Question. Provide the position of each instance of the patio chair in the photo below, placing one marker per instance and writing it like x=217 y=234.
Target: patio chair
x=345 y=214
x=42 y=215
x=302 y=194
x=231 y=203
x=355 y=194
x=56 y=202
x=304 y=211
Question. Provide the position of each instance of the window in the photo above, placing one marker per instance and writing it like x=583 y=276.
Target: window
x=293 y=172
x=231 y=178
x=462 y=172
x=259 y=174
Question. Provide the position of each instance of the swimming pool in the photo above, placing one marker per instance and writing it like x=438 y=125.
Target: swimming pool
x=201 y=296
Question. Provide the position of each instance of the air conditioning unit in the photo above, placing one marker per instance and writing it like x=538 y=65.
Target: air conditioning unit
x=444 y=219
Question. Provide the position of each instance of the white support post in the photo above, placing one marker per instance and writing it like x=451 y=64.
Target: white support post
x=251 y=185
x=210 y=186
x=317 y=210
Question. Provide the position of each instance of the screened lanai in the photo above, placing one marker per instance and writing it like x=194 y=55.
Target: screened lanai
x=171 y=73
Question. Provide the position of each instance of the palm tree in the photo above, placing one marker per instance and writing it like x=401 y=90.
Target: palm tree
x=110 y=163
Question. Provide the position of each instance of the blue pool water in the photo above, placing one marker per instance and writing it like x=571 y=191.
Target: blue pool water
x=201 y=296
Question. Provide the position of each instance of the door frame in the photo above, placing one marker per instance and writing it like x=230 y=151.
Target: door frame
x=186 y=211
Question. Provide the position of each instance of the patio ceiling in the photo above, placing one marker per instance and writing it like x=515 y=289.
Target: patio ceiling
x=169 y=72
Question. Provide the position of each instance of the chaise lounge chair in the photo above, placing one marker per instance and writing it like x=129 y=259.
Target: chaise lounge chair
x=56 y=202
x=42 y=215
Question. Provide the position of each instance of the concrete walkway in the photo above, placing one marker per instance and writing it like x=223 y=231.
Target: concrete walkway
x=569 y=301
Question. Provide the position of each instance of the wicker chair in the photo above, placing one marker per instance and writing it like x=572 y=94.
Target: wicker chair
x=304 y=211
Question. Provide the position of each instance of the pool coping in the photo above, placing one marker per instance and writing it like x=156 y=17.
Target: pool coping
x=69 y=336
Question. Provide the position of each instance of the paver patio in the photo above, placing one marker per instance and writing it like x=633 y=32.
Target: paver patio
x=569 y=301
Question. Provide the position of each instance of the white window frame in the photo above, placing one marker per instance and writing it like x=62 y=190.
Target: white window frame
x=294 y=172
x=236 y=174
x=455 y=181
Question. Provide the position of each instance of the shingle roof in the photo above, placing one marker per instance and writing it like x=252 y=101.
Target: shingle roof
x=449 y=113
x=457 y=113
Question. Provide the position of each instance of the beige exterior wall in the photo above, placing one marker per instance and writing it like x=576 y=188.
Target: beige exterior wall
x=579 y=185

* _Task requirements_: Only one stretch of the records above is wanted: the lines between the one holding "Target: blue pool water" and the one holding "like x=62 y=190.", inclusive, reproduced exactly.

* _Completed task_:
Target: blue pool water
x=201 y=296
Question. Provide the position of each instance of the door frame in the photo above, placing one marker per instance and writing it like x=230 y=151.
Target: door frame
x=186 y=211
Question. Provide the position of each instance of the patio ceiling in the photo above, placing one marker per instance and writing it like x=515 y=289.
Target: patio ceiling
x=169 y=72
Question. Provide the position of each instance of the chaise lounge chair in the photo above, placing one marker per instance and writing it like x=129 y=259.
Target: chaise lounge chair
x=56 y=202
x=42 y=215
Question. Provide the position of each instance of the concrete walkway in the photo above, placing one marker per instance and writing it like x=223 y=231.
Target: concrete walkway
x=569 y=301
Question. Provide the position of each instance of the wicker chair in the photo above, placing one marker per instance and writing it like x=572 y=94.
Target: wicker chair
x=304 y=211
Question. Provide the position of each instance of the pool coping in the photo above, placing one marker per instance and writing it like x=156 y=17.
Target: pool coping
x=69 y=336
Question. Provide the position of each instance of the paver patio in the photo above, placing one marker per instance and writing it like x=633 y=32.
Target: paver patio
x=569 y=301
Question. Provide the position of each instance of the white window frame in the photo above, placing one marker per instance and writing it like x=62 y=190.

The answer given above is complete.